Could you write out all the rows below again, replacing "evenodd" with "nonzero" wherever it occurs and keeping everything else the same?

======== Dataset extract

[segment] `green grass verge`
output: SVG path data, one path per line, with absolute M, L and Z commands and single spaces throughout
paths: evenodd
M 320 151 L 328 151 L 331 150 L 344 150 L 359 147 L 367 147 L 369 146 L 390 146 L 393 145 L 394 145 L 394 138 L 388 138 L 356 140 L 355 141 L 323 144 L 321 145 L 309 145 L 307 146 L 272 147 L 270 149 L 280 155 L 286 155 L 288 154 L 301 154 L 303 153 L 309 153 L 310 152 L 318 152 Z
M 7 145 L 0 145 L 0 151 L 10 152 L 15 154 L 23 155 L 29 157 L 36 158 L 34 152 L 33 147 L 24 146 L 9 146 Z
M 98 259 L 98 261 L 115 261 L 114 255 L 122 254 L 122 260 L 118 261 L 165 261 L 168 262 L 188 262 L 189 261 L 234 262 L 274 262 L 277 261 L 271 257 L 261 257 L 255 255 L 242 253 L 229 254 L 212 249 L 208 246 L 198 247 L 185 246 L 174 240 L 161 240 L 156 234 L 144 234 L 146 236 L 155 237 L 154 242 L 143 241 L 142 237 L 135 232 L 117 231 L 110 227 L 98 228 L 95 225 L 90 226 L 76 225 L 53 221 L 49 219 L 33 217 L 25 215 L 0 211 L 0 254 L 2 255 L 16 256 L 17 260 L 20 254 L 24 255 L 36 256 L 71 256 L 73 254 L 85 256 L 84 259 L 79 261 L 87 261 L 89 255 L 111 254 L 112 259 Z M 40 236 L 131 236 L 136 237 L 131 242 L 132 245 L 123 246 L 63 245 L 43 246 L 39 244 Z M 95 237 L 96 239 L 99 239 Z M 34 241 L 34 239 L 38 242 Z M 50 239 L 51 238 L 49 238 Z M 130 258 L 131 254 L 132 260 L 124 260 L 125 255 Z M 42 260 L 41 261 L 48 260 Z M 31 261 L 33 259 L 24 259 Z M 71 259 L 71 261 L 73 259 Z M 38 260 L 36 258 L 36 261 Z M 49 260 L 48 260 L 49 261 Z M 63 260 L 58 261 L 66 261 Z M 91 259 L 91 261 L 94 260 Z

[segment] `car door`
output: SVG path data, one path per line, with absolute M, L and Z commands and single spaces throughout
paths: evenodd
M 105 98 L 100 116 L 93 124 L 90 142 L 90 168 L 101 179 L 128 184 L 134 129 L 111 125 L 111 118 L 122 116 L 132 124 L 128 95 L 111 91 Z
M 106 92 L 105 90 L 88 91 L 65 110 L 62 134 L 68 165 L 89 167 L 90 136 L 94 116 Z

================

# Exercise response:
[segment] `green grass verge`
output: SVG path data, one path per line, with absolute M, L and Z commands and single spaces throughout
paths: nonzero
M 320 151 L 328 151 L 331 150 L 344 150 L 359 147 L 367 147 L 369 146 L 390 146 L 393 145 L 394 145 L 394 138 L 388 138 L 356 140 L 355 141 L 323 144 L 321 145 L 309 145 L 307 146 L 272 147 L 270 149 L 280 155 L 286 155 L 288 154 L 301 154 L 303 153 L 309 153 L 310 152 L 318 152 Z
M 7 145 L 0 145 L 0 151 L 10 152 L 15 154 L 23 155 L 29 157 L 36 158 L 34 152 L 33 147 L 24 146 L 9 146 Z
M 98 259 L 98 261 L 115 261 L 114 255 L 122 254 L 122 260 L 118 261 L 165 261 L 168 262 L 188 262 L 189 261 L 234 262 L 274 262 L 277 261 L 271 257 L 261 257 L 255 255 L 242 253 L 229 254 L 212 249 L 208 246 L 198 247 L 185 246 L 174 240 L 161 240 L 156 234 L 144 234 L 146 236 L 155 237 L 154 242 L 143 241 L 142 237 L 135 232 L 117 231 L 110 227 L 98 228 L 95 225 L 90 226 L 76 225 L 53 221 L 49 219 L 33 217 L 25 215 L 0 211 L 0 254 L 2 255 L 16 256 L 17 260 L 20 254 L 24 255 L 36 256 L 71 256 L 73 254 L 85 256 L 84 259 L 79 261 L 87 261 L 89 255 L 111 254 L 112 259 Z M 40 236 L 131 236 L 136 237 L 131 242 L 132 245 L 123 246 L 63 245 L 43 246 L 39 244 Z M 95 237 L 96 239 L 99 239 Z M 34 241 L 34 239 L 38 242 Z M 50 239 L 51 238 L 49 238 Z M 130 258 L 131 254 L 132 260 L 124 260 L 125 255 Z M 42 260 L 41 261 L 48 260 Z M 31 261 L 33 259 L 24 259 Z M 71 259 L 71 261 L 73 259 Z M 38 260 L 36 258 L 36 261 Z M 49 260 L 48 260 L 49 261 Z M 63 260 L 58 261 L 66 261 Z M 91 259 L 91 261 L 94 260 Z

[segment] `car door`
output: SVG path data, one path per line, with absolute M, L and Z commands and single spaces throughout
paths: nonzero
M 105 98 L 100 116 L 93 124 L 90 142 L 90 168 L 101 179 L 128 184 L 134 129 L 111 125 L 111 118 L 122 116 L 132 124 L 128 95 L 111 91 Z
M 106 92 L 105 90 L 88 91 L 65 110 L 62 134 L 68 165 L 89 167 L 90 136 L 94 116 Z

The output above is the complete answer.